A new report from the Australian Institute of Health and Welfare (AIHW) shows that tobacco, alcohol and illicit drug use all fell between 2004 and 2007, but some results are still concerning, especially for teenagers and young people.
The 2007 National Drug Strategy Household Survey: first results report shows that the proportion of the population aged 14 years or older who smoked daily declined from 17.4% to 16.6% between 2004 and 2007.
'This is one of the lowest daily smoking rates in the world,' said AIHW spokesperson Mark Cooper-Stanbury.
Recent cannabis use dropped significantly from 11.3% to 9.1%, and a decline in methamphetamine use, from 3.2% to 2.3%, was also seen.
The survey findings suggest that there has been no increase in the use of crystal methamphetamine-or 'ice'-in contrast to the general perception.
'However, since the last survey, the proportion of both men and women reporting recent cocaine use has increased, but more so for men-from 1.3% to 2.2%,' he said.
The report also raises concerns regarding Australia's youth.
Around one-quarter of teenagers put themselves at risk of short-term alcohol-related harm at least once a month.
'The proportion was higher among females (28.3%) than males (24.5%),' said Mr Cooper-Stanbury.
'The report also showed 16-17-year-old females were almost twice as likely to be daily smokers (7.4%) as their male counterparts (4.1%), although both of these figures dropped by about half from the previous survey,' he said.
As with past surveys, this report shows the most commonly-reported illicit drugs used in the previous 12 months were cannabis, ecstasy, pain killers used for non-medical purposes, and methamphetamine.
The general decreases between 2004 and 2007 in illicit drug use over the past 12 months were even more marked for 14-30-year-olds.
Decreases for teenagers in the use of any illicit drug were from 20.9% to 15.6% for males, and 21.8% to 17.7% for females.
The 2007 National Drug Strategy Household Survey was conducted between July and November 2007, and included over 23,000 Australians aged 12 years or older. Most of the analysis in the report is based on the population aged 14 years or older.

#####

#### DESCRIPTION OF THE TASK
Return the passage of the drug survey report from "Recent cannabis use" down to "said Mr Cooper-Stanbury.", copied word for word. The items that follow come from a separate source.

#### Stored data
#####

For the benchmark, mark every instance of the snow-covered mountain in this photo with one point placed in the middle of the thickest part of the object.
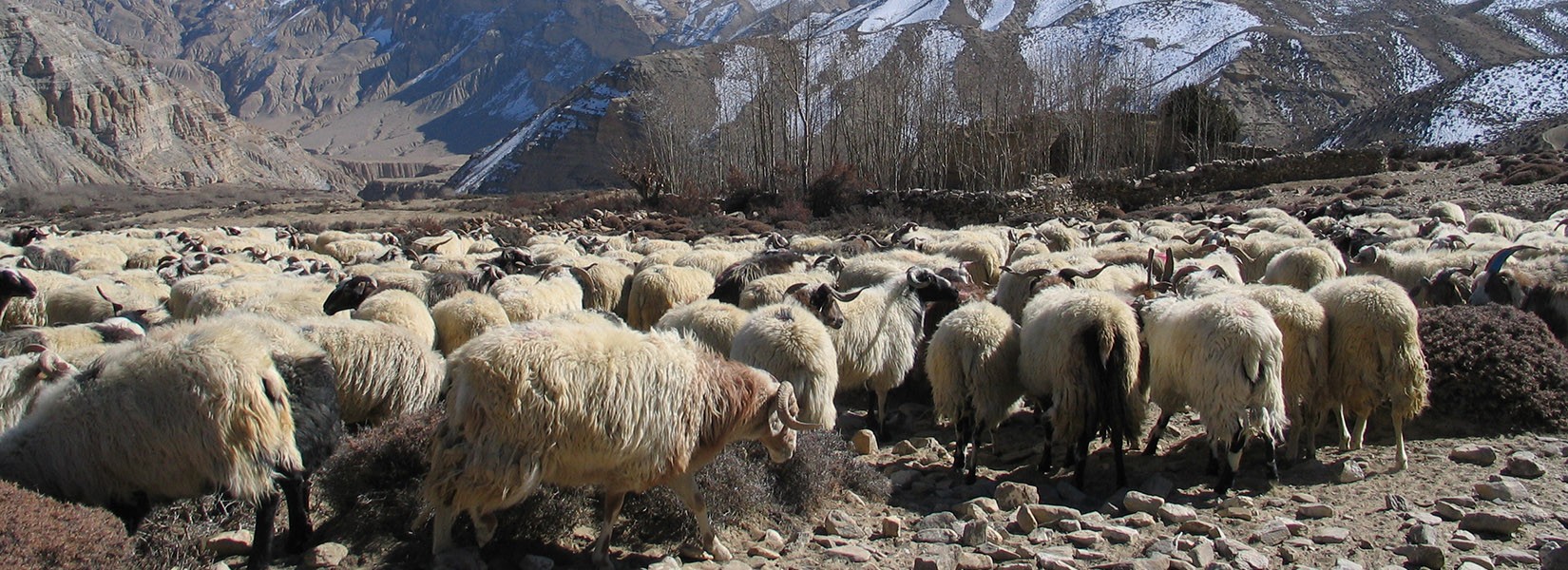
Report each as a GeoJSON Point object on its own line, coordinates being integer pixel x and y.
{"type": "Point", "coordinates": [1300, 72]}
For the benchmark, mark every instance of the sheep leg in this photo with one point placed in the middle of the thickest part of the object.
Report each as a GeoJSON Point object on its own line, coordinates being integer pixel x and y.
{"type": "Point", "coordinates": [1358, 437]}
{"type": "Point", "coordinates": [1155, 434]}
{"type": "Point", "coordinates": [441, 541]}
{"type": "Point", "coordinates": [1080, 451]}
{"type": "Point", "coordinates": [612, 511]}
{"type": "Point", "coordinates": [685, 487]}
{"type": "Point", "coordinates": [296, 492]}
{"type": "Point", "coordinates": [130, 514]}
{"type": "Point", "coordinates": [1399, 444]}
{"type": "Point", "coordinates": [965, 428]}
{"type": "Point", "coordinates": [262, 542]}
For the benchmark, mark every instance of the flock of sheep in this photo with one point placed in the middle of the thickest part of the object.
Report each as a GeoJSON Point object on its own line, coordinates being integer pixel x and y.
{"type": "Point", "coordinates": [151, 365]}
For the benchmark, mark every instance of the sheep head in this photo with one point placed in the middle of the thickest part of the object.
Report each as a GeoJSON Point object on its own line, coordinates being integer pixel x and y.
{"type": "Point", "coordinates": [13, 284]}
{"type": "Point", "coordinates": [928, 285]}
{"type": "Point", "coordinates": [350, 294]}
{"type": "Point", "coordinates": [1501, 285]}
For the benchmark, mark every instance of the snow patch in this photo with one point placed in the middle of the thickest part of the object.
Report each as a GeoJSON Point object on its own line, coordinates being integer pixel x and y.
{"type": "Point", "coordinates": [1415, 71]}
{"type": "Point", "coordinates": [1493, 101]}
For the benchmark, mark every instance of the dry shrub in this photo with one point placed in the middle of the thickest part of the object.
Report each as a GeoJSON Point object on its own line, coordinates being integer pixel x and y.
{"type": "Point", "coordinates": [41, 533]}
{"type": "Point", "coordinates": [1496, 364]}
{"type": "Point", "coordinates": [173, 534]}
{"type": "Point", "coordinates": [372, 484]}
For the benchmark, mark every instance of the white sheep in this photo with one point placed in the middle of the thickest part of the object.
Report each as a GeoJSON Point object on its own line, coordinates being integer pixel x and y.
{"type": "Point", "coordinates": [1222, 356]}
{"type": "Point", "coordinates": [709, 321]}
{"type": "Point", "coordinates": [161, 420]}
{"type": "Point", "coordinates": [372, 302]}
{"type": "Point", "coordinates": [880, 333]}
{"type": "Point", "coordinates": [1374, 352]}
{"type": "Point", "coordinates": [1080, 352]}
{"type": "Point", "coordinates": [972, 367]}
{"type": "Point", "coordinates": [626, 410]}
{"type": "Point", "coordinates": [1303, 267]}
{"type": "Point", "coordinates": [795, 347]}
{"type": "Point", "coordinates": [555, 294]}
{"type": "Point", "coordinates": [24, 376]}
{"type": "Point", "coordinates": [383, 370]}
{"type": "Point", "coordinates": [463, 316]}
{"type": "Point", "coordinates": [660, 289]}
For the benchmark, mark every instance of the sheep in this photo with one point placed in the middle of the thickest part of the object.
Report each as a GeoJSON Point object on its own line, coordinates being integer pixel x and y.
{"type": "Point", "coordinates": [383, 371]}
{"type": "Point", "coordinates": [972, 367]}
{"type": "Point", "coordinates": [709, 321]}
{"type": "Point", "coordinates": [1495, 222]}
{"type": "Point", "coordinates": [1539, 289]}
{"type": "Point", "coordinates": [660, 289]}
{"type": "Point", "coordinates": [557, 292]}
{"type": "Point", "coordinates": [566, 422]}
{"type": "Point", "coordinates": [170, 418]}
{"type": "Point", "coordinates": [1080, 350]}
{"type": "Point", "coordinates": [605, 282]}
{"type": "Point", "coordinates": [371, 302]}
{"type": "Point", "coordinates": [444, 285]}
{"type": "Point", "coordinates": [795, 347]}
{"type": "Point", "coordinates": [76, 343]}
{"type": "Point", "coordinates": [1374, 352]}
{"type": "Point", "coordinates": [1303, 267]}
{"type": "Point", "coordinates": [24, 376]}
{"type": "Point", "coordinates": [880, 332]}
{"type": "Point", "coordinates": [1222, 356]}
{"type": "Point", "coordinates": [1303, 329]}
{"type": "Point", "coordinates": [728, 285]}
{"type": "Point", "coordinates": [463, 316]}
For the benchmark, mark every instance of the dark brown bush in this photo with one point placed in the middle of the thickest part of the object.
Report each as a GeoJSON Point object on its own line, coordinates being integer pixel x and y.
{"type": "Point", "coordinates": [41, 533]}
{"type": "Point", "coordinates": [372, 484]}
{"type": "Point", "coordinates": [1498, 364]}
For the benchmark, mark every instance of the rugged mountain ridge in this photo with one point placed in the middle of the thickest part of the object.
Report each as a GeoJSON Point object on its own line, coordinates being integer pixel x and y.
{"type": "Point", "coordinates": [77, 110]}
{"type": "Point", "coordinates": [1300, 72]}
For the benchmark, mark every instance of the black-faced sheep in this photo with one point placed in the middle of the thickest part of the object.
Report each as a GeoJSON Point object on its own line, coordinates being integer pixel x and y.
{"type": "Point", "coordinates": [547, 403]}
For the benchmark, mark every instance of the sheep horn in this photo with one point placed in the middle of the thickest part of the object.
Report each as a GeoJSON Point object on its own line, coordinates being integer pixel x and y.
{"type": "Point", "coordinates": [786, 400]}
{"type": "Point", "coordinates": [847, 296]}
{"type": "Point", "coordinates": [115, 306]}
{"type": "Point", "coordinates": [1495, 263]}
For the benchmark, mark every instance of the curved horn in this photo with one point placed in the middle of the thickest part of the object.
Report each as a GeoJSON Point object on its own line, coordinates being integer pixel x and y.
{"type": "Point", "coordinates": [1495, 263]}
{"type": "Point", "coordinates": [783, 403]}
{"type": "Point", "coordinates": [847, 296]}
{"type": "Point", "coordinates": [115, 306]}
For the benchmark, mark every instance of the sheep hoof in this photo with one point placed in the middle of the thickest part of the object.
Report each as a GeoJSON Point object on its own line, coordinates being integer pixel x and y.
{"type": "Point", "coordinates": [460, 560]}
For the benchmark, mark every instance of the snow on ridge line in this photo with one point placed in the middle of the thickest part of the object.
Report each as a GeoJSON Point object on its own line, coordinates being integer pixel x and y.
{"type": "Point", "coordinates": [1496, 99]}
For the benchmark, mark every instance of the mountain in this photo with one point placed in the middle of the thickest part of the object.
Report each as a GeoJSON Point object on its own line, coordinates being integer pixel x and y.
{"type": "Point", "coordinates": [398, 85]}
{"type": "Point", "coordinates": [77, 110]}
{"type": "Point", "coordinates": [1299, 72]}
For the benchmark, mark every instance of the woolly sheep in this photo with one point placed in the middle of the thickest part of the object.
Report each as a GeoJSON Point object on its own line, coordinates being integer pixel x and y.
{"type": "Point", "coordinates": [1080, 350]}
{"type": "Point", "coordinates": [557, 292]}
{"type": "Point", "coordinates": [1303, 328]}
{"type": "Point", "coordinates": [371, 302]}
{"type": "Point", "coordinates": [1374, 352]}
{"type": "Point", "coordinates": [707, 321]}
{"type": "Point", "coordinates": [76, 343]}
{"type": "Point", "coordinates": [519, 415]}
{"type": "Point", "coordinates": [1303, 267]}
{"type": "Point", "coordinates": [463, 316]}
{"type": "Point", "coordinates": [972, 367]}
{"type": "Point", "coordinates": [660, 289]}
{"type": "Point", "coordinates": [880, 332]}
{"type": "Point", "coordinates": [795, 347]}
{"type": "Point", "coordinates": [24, 376]}
{"type": "Point", "coordinates": [1222, 356]}
{"type": "Point", "coordinates": [383, 371]}
{"type": "Point", "coordinates": [210, 408]}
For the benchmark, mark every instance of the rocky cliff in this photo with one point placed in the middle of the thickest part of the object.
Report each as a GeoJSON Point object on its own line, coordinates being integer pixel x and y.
{"type": "Point", "coordinates": [77, 110]}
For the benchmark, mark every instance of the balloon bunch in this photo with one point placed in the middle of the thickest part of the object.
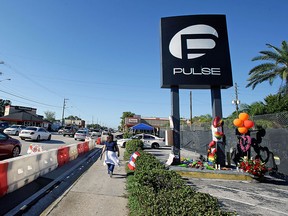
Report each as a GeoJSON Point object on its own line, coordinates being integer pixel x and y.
{"type": "Point", "coordinates": [243, 123]}
{"type": "Point", "coordinates": [212, 152]}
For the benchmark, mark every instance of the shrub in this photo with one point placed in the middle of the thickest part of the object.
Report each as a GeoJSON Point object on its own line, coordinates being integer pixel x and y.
{"type": "Point", "coordinates": [131, 147]}
{"type": "Point", "coordinates": [148, 161]}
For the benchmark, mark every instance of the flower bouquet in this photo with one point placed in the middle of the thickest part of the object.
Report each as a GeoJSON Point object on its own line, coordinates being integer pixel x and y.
{"type": "Point", "coordinates": [254, 166]}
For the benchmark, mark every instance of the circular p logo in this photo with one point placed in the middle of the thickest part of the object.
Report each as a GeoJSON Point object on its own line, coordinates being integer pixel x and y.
{"type": "Point", "coordinates": [193, 41]}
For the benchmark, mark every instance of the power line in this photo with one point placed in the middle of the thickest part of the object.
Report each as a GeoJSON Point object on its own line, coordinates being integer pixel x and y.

#####

#### SOLUTION TO THE EXERCISE
Recent cannabis use dropped significantly from 11.3% to 9.1%, and a decline in methamphetamine use, from 3.2% to 2.3%, was also seen.
The survey findings suggest that there has been no increase in the use of crystal methamphetamine-or 'ice'-in contrast to the general perception.
'However, since the last survey, the proportion of both men and women reporting recent cocaine use has increased, but more so for men-from 1.3% to 2.2%,' he said.
The report also raises concerns regarding Australia's youth.
Around one-quarter of teenagers put themselves at risk of short-term alcohol-related harm at least once a month.
'The proportion was higher among females (28.3%) than males (24.5%),' said Mr Cooper-Stanbury.